=== EXCERPT ===

Fourth, fix the Research and Experimentation Tax Credit (RETC). The 20% RETC reduces the cost of private research, but it applies only to incremental R&D expenditures, and Congress periodically allows it to lapse. A permanent 5 to 10% tax credit for all R&D would allow companies to plan properly and boost overall R&D, including in energy.

Fifth, deal with externalities explicitly rather than implicitly. Fossil fuels do indeed have external costs that are not reflected in their prices, and renewable technology does offer potential advantages. U.S. air and water quality have improved dramatically during the past several decades because of the creation of reasonable federal standards for criteria pollutants, such as sulfur, carbon monoxide, and particulates, and allowing the affected companies to choose the most effective and least expensive means to comply.

Other externalities, however, are harder to address. U.S. dependence on the global oil market raises national security concerns because oil price volatility has an impact on the economy. The United States needs a comprehensive strategy to deal with this problem, involving not only alternative fuels but domestic oil resource development, diplomacy, and defense. Forcing small amounts of expensive ethanol into the gasoline pool offers little if any relief. Replacing coal or domestic natural gas with wind or solar has no impact at all on the oil market.

Carbon dioxide (CO2) is an even more perplexing problem. Climate change scientists argue that increasing CO2 emissions will have a catastrophic impact on humanity. If this view is correct, the solution must involve substantial and cooperative carbon reductions on a global scale. No government anywhere in the world, including the United States, has shown any willingness to bear the economic costs of such reductions. All the current solar and wind power in the market today have reduced U.S. CO2 emissions by 30 to 35 million metric tons per year, which is less than one-10th of 1% of the current worldwide total. China is increasing its carbon emissions by that amount every month.

The congressional cap-and-trade proposals discussed during the past few years would have limited the price of carbon to $25 to $50 per metric ton out of fear that higher CO2 prices would impede economic growth. Such a price is well below the level required to change consumer behavior or to bring the current generation of renewable technologies into the market. Addressing climate change requires an open and honest debate about the severe tradeoffs involved and the feasibility of achieving meaningful results on a global scale. The forced commercialization of tiny amounts of highcost wind and solar is simply throwing money away.

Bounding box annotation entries

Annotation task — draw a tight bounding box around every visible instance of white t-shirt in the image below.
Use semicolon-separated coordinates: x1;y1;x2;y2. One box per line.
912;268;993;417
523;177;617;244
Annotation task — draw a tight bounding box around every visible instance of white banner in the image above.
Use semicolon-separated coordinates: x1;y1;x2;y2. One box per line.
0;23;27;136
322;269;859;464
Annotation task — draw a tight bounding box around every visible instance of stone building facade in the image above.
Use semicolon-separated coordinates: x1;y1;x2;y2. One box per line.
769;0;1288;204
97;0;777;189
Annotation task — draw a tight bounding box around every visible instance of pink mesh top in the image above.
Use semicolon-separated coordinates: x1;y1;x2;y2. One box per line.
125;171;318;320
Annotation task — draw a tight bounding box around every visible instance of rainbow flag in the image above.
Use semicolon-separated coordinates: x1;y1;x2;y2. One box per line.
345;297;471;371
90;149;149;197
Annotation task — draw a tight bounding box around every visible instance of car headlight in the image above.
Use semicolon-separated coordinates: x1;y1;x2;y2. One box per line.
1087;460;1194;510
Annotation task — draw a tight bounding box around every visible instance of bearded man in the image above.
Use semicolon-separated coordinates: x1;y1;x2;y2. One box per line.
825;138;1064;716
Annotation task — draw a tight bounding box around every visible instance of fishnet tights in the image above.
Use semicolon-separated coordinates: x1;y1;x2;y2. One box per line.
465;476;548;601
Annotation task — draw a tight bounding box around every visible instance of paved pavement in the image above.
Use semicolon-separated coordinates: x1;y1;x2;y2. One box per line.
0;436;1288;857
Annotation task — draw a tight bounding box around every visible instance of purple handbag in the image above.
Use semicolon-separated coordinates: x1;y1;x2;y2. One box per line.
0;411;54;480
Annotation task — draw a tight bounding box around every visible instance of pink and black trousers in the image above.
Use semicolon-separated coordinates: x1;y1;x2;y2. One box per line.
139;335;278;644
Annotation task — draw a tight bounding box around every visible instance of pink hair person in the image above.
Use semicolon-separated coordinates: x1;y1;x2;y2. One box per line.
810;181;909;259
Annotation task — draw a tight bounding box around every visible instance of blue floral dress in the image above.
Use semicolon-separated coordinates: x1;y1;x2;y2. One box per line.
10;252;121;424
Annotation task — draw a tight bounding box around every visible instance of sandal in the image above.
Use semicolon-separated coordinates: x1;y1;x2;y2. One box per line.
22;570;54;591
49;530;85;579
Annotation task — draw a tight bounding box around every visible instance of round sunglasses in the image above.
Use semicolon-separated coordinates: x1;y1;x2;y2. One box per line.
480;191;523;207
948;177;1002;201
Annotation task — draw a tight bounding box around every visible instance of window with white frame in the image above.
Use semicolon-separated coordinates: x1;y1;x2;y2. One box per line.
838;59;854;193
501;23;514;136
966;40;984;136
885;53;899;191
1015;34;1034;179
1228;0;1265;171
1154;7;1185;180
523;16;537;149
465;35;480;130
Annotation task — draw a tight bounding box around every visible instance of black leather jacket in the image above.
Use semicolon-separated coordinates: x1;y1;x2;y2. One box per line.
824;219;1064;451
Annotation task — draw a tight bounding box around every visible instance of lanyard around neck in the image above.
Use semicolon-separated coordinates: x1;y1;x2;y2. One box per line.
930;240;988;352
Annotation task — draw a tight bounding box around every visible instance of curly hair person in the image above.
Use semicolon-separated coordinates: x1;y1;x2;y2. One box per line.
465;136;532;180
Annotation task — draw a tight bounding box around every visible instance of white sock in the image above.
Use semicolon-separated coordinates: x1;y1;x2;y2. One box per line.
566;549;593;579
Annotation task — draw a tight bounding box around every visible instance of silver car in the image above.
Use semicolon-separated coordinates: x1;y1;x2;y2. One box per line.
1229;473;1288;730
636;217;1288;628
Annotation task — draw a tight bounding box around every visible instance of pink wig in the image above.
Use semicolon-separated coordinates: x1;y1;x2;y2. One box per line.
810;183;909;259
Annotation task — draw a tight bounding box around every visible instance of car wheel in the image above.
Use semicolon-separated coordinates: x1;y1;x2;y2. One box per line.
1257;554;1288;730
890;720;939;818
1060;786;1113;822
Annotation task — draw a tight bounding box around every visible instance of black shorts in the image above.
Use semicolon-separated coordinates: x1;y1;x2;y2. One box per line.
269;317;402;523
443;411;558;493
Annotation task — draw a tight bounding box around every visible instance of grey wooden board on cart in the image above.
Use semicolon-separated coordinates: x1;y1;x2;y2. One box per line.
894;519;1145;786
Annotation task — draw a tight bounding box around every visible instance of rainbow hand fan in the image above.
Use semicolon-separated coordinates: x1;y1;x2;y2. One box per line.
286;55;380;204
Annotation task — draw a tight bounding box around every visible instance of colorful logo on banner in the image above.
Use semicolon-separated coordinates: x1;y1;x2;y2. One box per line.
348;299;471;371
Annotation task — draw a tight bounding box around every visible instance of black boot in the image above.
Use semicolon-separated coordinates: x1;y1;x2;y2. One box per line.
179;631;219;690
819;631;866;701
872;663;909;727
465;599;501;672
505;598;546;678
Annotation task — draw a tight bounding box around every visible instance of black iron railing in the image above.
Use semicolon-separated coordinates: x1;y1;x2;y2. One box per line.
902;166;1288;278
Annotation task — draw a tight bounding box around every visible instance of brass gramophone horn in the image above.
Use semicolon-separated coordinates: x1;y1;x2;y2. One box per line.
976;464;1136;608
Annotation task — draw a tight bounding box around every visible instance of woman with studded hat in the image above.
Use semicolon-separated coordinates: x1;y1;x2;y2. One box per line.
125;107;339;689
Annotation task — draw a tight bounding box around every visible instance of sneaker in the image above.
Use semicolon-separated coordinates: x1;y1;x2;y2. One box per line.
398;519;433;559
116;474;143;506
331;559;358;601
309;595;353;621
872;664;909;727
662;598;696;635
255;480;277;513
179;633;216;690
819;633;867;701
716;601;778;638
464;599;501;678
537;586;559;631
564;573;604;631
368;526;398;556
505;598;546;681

=== YOUR TASK ===
Reproduce the full energy policy excerpt above, word for word.

=== OUTPUT BELOW ===
Fourth, fix the Research and Experimentation Tax Credit (RETC). The 20% RETC reduces the cost of private research, but it applies only to incremental R&D expenditures, and Congress periodically allows it to lapse. A permanent 5 to 10% tax credit for all R&D would allow companies to plan properly and boost overall R&D, including in energy.

Fifth, deal with externalities explicitly rather than implicitly. Fossil fuels do indeed have external costs that are not reflected in their prices, and renewable technology does offer potential advantages. U.S. air and water quality have improved dramatically during the past several decades because of the creation of reasonable federal standards for criteria pollutants, such as sulfur, carbon monoxide, and particulates, and allowing the affected companies to choose the most effective and least expensive means to comply.

Other externalities, however, are harder to address. U.S. dependence on the global oil market raises national security concerns because oil price volatility has an impact on the economy. The United States needs a comprehensive strategy to deal with this problem, involving not only alternative fuels but domestic oil resource development, diplomacy, and defense. Forcing small amounts of expensive ethanol into the gasoline pool offers little if any relief. Replacing coal or domestic natural gas with wind or solar has no impact at all on the oil market.

Carbon dioxide (CO2) is an even more perplexing problem. Climate change scientists argue that increasing CO2 emissions will have a catastrophic impact on humanity. If this view is correct, the solution must involve substantial and cooperative carbon reductions on a global scale. No government anywhere in the world, including the United States, has shown any willingness to bear the economic costs of such reductions. All the current solar and wind power in the market today have reduced U.S. CO2 emissions by 30 to 35 million metric tons per year, which is less than one-10th of 1% of the current worldwide total. China is increasing its carbon emissions by that amount every month.

The congressional cap-and-trade proposals discussed during the past few years would have limited the price of carbon to $25 to $50 per metric ton out of fear that higher CO2 prices would impede economic growth. Such a price is well below the level required to change consumer behavior or to bring the current generation of renewable technologies into the market. Addressing climate change requires an open and honest debate about the severe tradeoffs involved and the feasibility of achieving meaningful results on a global scale. The forced commercialization of tiny amounts of highcost wind and solar is simply throwing money away.